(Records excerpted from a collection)

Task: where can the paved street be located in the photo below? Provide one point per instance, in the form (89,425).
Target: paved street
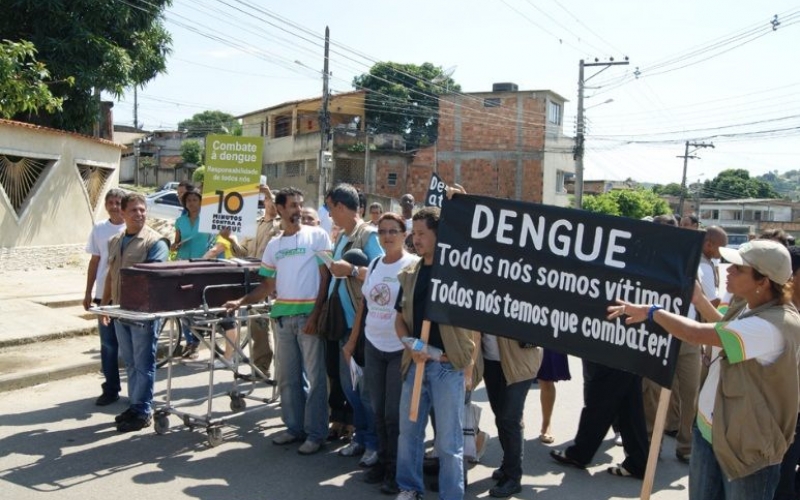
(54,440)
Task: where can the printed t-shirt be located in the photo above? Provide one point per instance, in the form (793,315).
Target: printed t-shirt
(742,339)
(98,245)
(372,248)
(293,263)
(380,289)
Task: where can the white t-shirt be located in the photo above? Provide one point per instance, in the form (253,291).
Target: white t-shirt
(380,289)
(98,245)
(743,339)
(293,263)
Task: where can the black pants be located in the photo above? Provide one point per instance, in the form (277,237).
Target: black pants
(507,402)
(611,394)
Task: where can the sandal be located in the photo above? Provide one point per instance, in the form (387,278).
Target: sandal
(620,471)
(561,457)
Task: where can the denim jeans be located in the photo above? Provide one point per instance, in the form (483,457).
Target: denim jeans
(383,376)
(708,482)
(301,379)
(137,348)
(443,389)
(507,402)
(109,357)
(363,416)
--
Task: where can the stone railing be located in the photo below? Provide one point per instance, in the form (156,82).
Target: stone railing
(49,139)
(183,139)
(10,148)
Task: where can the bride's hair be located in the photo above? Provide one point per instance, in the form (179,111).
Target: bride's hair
--
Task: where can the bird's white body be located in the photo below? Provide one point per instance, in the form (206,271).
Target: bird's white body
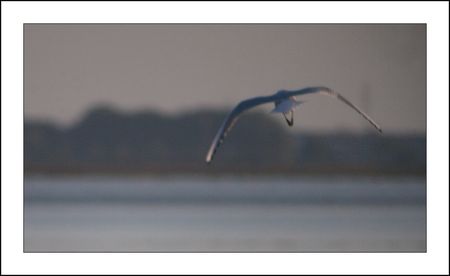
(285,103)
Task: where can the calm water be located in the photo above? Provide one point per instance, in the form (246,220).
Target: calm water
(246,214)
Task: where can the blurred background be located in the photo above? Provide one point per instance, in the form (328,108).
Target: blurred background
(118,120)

WHAT NEEDS TO BE DONE ::
Once you find the string "below" in a line of the records, copy that line.

ANSWER TO THE PROBLEM ::
Task: where can the paved street be located in the photo below? Provide one point per instance, in the form (89,425).
Task: where can the stone railing be located in the photo below? Provide one point per instance, in the form (156,82).
Task: where can the bird's white body be located in the photo below? Provide one point per instance, in the form (206,271).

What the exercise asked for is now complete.